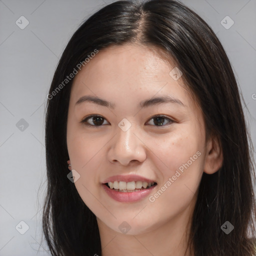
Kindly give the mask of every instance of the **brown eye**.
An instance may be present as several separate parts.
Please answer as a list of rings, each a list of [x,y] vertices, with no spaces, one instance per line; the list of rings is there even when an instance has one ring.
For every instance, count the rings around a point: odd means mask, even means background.
[[[86,126],[93,126],[96,127],[100,126],[103,124],[105,118],[100,116],[90,116],[84,119],[82,122]],[[90,122],[88,122],[88,120]]]
[[[172,119],[170,119],[170,118],[167,118],[164,116],[153,116],[150,119],[150,120],[154,120],[152,122],[153,126],[166,126],[166,123],[164,124],[164,120],[168,120],[168,122],[167,122],[167,125],[168,125],[168,124],[171,124],[174,122],[173,120],[172,120]]]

__________________________________________________

Put every line of the entries above into a JSON list of strings, one string per line, with blank lines left out. Leave the pictures out of the answer.

[
  "Kindly give the mask of every instance of the **brown eye**.",
  "An instance may be present as several separate parts.",
  "Please answer as a list of rings, each a list of [x,y] vertices, with no spaces, one instance per line; the list of rings is there even when an instance has one ring.",
  "For every instance, count the rings around a point: odd means mask, even means background.",
  "[[[86,126],[93,126],[96,127],[100,126],[103,124],[105,118],[100,116],[90,116],[84,119],[82,122]],[[90,122],[88,122],[88,120]]]",
  "[[[172,119],[170,119],[170,118],[167,118],[164,116],[153,116],[150,119],[150,120],[154,120],[152,122],[153,126],[166,126],[166,123],[164,124],[164,120],[168,120],[168,122],[167,122],[167,125],[168,125],[168,124],[171,124],[174,122],[173,120],[172,120]]]"
]